= Lucas McGee =

American rower and rowing coach

Lucas McGee Rowing

Lucas Whitney McGee is a former US Rowing national team member, former Oxford Blue Boat member, and former freshman coach of rowing at the University of Washington and Brown University. Luke began his rowing career at 15 years old while attending Loyola Academy after his father Ray and brother Josh encouraged him to try out for the team. After high school, he attended Yale University for a year, but then transferred to Brown University where he rowed competitively and was captain of his crew. Luke returned to Brown in the fall of 2004 and coached the Freshmen from 2004 to 2007. From 2004 to 2012, McGee's freshmen crews at Brown and Washington have captured three Eastern Sprints Championships, four Pac-10 Championships, three gold medals and one silver medal at the IRA National Championship, as well as winning Washington's first ever Temple Challenge Cup in 2010.

▶ [Problem 1]
In the Lucas McGee profile above, how old was he when he began rowing?
▶ [Problem 2]
Write the next part of the Lucas McGee profile above, picking up after its last sentence.

▶ [Entries]
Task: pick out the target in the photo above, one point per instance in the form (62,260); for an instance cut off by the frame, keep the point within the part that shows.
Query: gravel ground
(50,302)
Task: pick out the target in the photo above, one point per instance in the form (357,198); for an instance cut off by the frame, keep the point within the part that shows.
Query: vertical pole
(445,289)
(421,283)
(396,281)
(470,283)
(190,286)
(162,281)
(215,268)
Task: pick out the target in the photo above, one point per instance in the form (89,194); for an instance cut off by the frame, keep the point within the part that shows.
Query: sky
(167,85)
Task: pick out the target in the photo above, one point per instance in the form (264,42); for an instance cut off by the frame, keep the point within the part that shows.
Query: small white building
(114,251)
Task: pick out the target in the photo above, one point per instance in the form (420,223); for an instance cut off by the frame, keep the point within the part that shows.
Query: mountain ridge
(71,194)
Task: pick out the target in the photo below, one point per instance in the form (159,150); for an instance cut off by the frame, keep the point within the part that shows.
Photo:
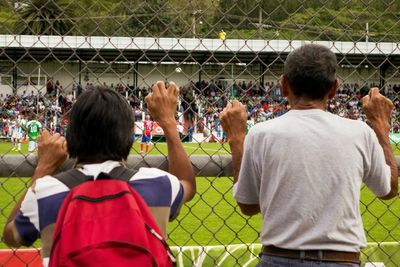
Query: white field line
(228,253)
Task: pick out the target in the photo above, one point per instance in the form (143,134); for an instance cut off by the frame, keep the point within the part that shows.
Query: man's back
(161,191)
(309,166)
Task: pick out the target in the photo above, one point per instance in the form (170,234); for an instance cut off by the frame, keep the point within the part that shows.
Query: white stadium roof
(18,47)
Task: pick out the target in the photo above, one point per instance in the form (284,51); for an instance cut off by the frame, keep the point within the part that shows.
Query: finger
(45,135)
(56,137)
(64,146)
(161,87)
(155,90)
(148,97)
(172,89)
(365,100)
(235,103)
(373,92)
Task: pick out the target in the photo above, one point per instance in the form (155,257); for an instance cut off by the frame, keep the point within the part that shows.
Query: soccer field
(212,218)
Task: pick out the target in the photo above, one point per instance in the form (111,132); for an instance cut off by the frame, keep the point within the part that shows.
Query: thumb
(365,100)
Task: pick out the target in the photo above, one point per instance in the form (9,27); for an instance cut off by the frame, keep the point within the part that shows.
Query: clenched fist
(377,108)
(233,119)
(162,102)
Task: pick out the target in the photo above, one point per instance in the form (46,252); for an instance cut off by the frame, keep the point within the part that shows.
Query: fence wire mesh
(53,50)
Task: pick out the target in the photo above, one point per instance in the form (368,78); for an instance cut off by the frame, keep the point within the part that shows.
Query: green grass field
(212,218)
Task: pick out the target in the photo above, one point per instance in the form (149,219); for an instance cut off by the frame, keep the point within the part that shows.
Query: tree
(45,17)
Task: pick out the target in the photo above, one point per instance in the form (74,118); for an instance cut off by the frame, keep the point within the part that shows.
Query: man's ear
(284,86)
(333,90)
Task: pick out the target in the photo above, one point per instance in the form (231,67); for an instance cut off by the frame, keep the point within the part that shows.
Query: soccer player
(33,128)
(146,136)
(18,129)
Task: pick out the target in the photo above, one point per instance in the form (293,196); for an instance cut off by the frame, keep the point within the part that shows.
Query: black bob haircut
(310,71)
(100,127)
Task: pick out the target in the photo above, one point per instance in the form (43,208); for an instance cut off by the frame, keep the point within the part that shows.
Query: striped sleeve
(27,220)
(159,189)
(39,208)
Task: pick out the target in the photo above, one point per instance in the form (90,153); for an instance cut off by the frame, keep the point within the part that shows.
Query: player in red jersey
(146,136)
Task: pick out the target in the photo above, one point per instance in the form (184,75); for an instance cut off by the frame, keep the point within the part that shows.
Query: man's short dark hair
(311,71)
(100,127)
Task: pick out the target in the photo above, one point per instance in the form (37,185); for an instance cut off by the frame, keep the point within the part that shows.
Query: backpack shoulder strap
(122,173)
(72,178)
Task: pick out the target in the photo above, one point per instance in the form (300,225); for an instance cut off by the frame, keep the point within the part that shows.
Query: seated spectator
(101,141)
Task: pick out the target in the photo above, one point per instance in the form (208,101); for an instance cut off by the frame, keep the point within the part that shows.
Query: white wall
(96,73)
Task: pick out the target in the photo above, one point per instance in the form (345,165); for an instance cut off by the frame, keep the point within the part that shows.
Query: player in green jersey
(33,128)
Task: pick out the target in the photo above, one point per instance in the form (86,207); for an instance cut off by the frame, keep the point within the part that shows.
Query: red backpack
(106,223)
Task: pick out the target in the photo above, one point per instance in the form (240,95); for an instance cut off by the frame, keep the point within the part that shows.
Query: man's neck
(301,103)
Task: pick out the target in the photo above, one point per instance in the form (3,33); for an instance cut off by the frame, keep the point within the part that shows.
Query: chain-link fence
(53,50)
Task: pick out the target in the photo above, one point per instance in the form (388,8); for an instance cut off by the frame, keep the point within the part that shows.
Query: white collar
(96,168)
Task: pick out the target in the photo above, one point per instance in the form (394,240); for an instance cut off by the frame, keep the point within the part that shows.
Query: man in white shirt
(303,171)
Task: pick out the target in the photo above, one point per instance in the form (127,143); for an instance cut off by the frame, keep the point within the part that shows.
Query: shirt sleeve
(377,173)
(26,222)
(247,189)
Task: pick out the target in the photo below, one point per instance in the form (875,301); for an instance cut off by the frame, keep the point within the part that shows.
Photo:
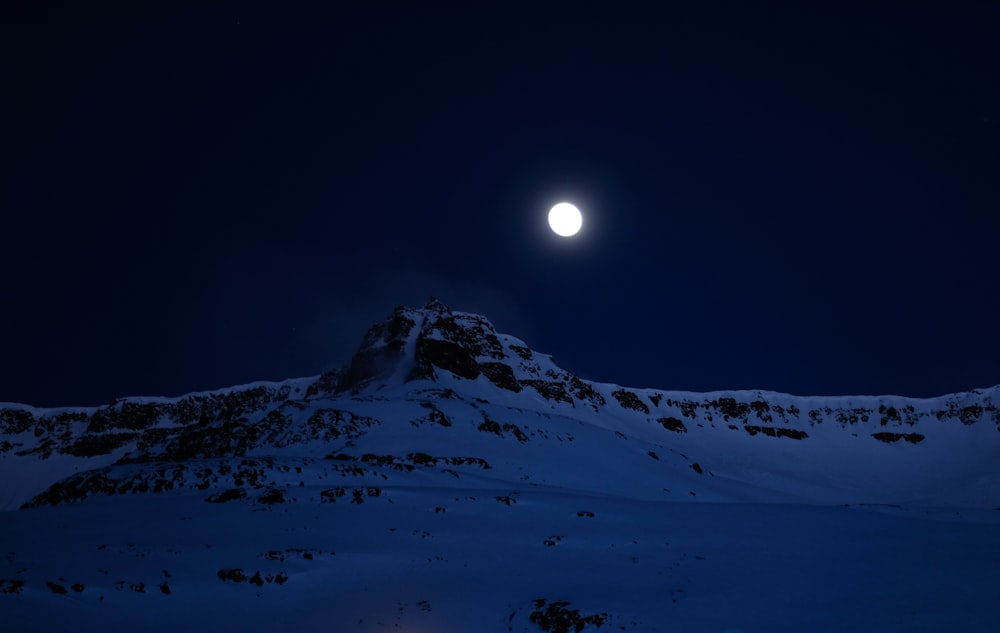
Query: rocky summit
(450,476)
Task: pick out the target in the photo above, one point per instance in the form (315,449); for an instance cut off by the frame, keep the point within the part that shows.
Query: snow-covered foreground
(452,479)
(461,560)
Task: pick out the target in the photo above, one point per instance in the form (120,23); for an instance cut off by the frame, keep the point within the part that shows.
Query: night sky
(789,200)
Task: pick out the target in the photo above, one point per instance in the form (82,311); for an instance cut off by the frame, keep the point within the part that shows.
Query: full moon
(565,219)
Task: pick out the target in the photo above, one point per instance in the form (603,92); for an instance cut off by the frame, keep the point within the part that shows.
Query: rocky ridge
(429,367)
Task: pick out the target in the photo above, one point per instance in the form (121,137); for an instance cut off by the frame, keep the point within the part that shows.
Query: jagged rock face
(380,353)
(136,445)
(467,345)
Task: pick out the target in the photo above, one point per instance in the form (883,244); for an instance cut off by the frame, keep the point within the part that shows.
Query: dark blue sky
(791,200)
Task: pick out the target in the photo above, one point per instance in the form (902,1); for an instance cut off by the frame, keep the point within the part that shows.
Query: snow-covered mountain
(451,478)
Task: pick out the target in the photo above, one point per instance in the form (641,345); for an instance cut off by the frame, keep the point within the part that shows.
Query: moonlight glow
(565,219)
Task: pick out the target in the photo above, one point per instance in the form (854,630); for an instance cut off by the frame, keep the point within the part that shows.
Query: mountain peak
(438,344)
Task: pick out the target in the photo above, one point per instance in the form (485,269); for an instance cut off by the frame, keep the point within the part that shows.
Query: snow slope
(449,478)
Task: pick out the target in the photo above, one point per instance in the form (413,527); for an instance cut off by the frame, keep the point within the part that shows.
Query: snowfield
(450,478)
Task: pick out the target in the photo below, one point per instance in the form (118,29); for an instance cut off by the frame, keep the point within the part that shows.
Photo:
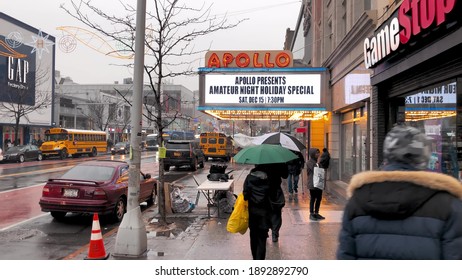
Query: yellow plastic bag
(239,219)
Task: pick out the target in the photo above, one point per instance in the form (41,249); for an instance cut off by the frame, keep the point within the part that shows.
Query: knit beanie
(406,144)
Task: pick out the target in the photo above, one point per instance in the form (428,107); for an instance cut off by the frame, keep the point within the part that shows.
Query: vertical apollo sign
(17,75)
(258,79)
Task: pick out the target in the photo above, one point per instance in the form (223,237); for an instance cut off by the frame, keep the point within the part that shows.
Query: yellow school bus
(63,142)
(216,145)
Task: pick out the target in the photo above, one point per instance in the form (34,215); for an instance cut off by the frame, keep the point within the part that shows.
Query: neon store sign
(412,19)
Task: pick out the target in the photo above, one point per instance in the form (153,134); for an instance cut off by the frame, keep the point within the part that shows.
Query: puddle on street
(175,227)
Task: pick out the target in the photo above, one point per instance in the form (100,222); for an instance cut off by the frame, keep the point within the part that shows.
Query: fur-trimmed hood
(431,180)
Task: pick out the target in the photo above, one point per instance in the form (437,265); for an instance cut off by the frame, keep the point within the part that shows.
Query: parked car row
(96,186)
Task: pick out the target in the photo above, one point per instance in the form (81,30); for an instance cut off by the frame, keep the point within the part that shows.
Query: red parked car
(97,186)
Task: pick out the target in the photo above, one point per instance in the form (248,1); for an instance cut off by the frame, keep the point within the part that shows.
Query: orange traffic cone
(96,250)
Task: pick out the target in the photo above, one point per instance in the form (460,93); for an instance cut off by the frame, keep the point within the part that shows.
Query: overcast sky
(264,30)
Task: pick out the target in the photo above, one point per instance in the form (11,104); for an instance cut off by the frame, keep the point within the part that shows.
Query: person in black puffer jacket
(403,212)
(256,191)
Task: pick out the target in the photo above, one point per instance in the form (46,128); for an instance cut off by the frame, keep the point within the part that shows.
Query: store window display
(433,110)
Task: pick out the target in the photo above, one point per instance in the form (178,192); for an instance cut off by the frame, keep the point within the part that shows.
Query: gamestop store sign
(412,21)
(263,88)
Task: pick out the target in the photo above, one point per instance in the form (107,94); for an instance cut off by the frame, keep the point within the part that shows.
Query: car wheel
(63,154)
(152,198)
(194,165)
(119,210)
(58,215)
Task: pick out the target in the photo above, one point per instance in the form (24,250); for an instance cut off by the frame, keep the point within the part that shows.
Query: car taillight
(100,194)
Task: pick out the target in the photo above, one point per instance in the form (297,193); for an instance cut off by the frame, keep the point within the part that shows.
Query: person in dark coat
(256,191)
(315,193)
(403,212)
(294,168)
(324,160)
(276,172)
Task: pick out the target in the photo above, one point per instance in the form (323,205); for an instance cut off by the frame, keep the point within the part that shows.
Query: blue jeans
(292,182)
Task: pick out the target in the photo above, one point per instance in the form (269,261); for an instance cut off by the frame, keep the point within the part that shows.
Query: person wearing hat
(402,211)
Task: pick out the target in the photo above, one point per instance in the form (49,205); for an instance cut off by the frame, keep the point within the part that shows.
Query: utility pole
(131,240)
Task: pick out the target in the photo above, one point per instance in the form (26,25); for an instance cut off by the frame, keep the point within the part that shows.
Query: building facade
(389,63)
(417,78)
(27,61)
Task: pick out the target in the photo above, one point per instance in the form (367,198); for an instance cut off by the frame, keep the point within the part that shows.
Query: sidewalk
(194,236)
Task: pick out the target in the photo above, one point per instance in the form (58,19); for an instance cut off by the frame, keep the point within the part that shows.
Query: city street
(28,233)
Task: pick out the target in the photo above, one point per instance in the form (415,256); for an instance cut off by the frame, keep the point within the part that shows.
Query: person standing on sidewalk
(256,191)
(403,211)
(315,193)
(276,172)
(294,169)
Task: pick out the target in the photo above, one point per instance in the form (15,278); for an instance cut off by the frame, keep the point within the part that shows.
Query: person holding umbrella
(261,193)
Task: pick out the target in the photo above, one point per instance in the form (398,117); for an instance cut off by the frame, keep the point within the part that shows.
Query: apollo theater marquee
(260,85)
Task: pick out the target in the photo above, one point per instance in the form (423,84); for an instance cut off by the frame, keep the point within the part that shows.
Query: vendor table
(208,189)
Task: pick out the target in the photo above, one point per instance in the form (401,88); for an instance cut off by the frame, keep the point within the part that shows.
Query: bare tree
(21,100)
(171,33)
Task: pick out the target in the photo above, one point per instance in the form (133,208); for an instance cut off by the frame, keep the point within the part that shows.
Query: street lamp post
(75,116)
(131,240)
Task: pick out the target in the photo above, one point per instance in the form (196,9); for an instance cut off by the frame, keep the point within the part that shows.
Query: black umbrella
(280,138)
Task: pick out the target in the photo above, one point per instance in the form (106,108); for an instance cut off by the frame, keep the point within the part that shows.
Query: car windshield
(89,172)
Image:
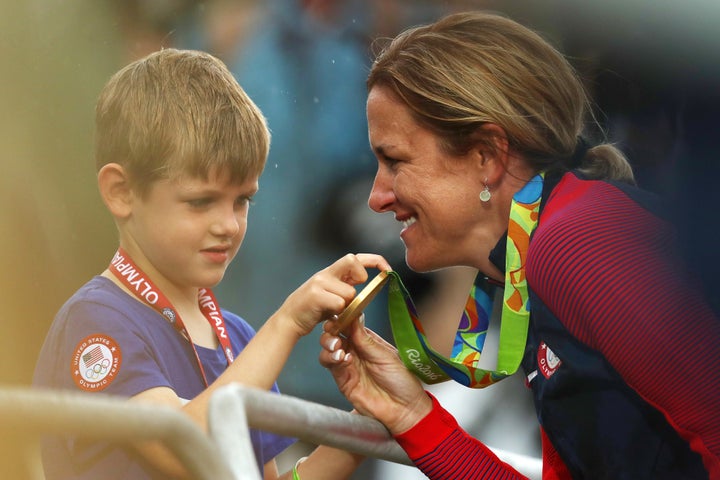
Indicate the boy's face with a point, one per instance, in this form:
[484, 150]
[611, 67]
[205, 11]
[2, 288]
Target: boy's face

▶ [Answer 1]
He began rowing at 15 years old.

▶ [Answer 2]
==Coaching==
- Syracuse University Women's Rowing since 2018
- USRowing Men's national team since 2012
- University of Washington 2007–2012
- Brown University 2004–2007

==Education==
- Oxford University 2001 – 2002 including The Boat Race 2002
- Brown University 1998 – 2001
- Yale University 1997 – 1998
- Loyola Academy 1993 – 1997

==Rowing Record==
- 2006: Senior World's USA Spare, Eton, England
- 2003: Senior World's USA 4+, Milan, Italy (gold)
- 2002: Senior World's USA 4-, Seville, Spain (12th)
- 2002: The Boat Race, Oxford Blue Boat (1st)
- 2001: Senior World's USA 8+, Lucerne, Switzerland (4th)
- 2000: U23 USA 8+, Copenhagen, Denmark (bronze)
- 2000: Henley Royal Regatta Brown University Ladies Plate Champions
- 2000: Eastern Sprint Brown University Varsity 8+ (gold)
- 1999: U23 USA 8+, Hamburg, Germany (gold)
- 1999: Eastern Sprint Brown University Varsity 8+ (silver)
- 1997: Junior World Championships, USA 8+ (silver)
- 1997: Midwest Scholastic Championships (gold)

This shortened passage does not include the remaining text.